Pointing and labeling entries:
┌────────

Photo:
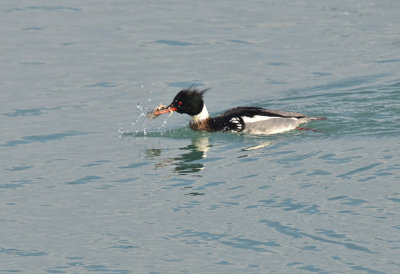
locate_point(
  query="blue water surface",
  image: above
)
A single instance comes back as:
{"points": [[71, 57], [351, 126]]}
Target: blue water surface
{"points": [[89, 184]]}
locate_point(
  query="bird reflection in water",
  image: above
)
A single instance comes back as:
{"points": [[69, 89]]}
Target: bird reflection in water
{"points": [[187, 162]]}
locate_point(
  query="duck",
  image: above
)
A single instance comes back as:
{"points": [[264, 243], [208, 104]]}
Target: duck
{"points": [[253, 120]]}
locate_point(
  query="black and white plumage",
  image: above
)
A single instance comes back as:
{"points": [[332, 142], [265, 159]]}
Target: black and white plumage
{"points": [[240, 119]]}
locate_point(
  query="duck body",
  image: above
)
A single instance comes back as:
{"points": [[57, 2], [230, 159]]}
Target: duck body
{"points": [[252, 120]]}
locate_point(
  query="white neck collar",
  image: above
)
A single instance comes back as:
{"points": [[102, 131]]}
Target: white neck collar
{"points": [[203, 115]]}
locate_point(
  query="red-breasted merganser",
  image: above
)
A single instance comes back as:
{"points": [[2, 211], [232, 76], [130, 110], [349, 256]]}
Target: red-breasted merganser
{"points": [[240, 119]]}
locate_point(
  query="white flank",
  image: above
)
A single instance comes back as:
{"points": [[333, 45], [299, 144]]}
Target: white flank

└────────

Challenge: Except for the pictures, reproduce every line exactly.

Response for this exercise:
Photo:
locate_point(
  query="blue water surface",
  image: above
)
A single instance comes back as:
{"points": [[71, 57], [351, 126]]}
Target: blue water surface
{"points": [[89, 184]]}
locate_point(
  query="bird reflection in water",
  image: above
)
A single instance comes back as:
{"points": [[69, 89]]}
Target: bird reflection in water
{"points": [[187, 162]]}
locate_point(
  query="duck",
  image: above
)
A single instance comes back as:
{"points": [[264, 243], [208, 104]]}
Target: duck
{"points": [[253, 120]]}
locate_point(
  query="black and white plumage",
  image: above
)
A single instance comes back as:
{"points": [[332, 142], [265, 159]]}
Target: black and white plumage
{"points": [[240, 119]]}
locate_point(
  query="duck body",
  image: above
)
A single instance comes back as:
{"points": [[57, 2], [230, 159]]}
Target: duck body
{"points": [[252, 120]]}
locate_point(
  query="white neck collar",
  image: above
)
A single instance comes back as:
{"points": [[102, 131]]}
Target: white neck collar
{"points": [[203, 115]]}
locate_point(
  query="red-breasted merganser",
  image: above
)
A single instance comes back as:
{"points": [[2, 211], [232, 76], [130, 110], [349, 256]]}
Target: red-breasted merganser
{"points": [[240, 119]]}
locate_point(
  query="white flank",
  image: above
)
A single instance comes back as:
{"points": [[333, 45], [299, 144]]}
Target: white flank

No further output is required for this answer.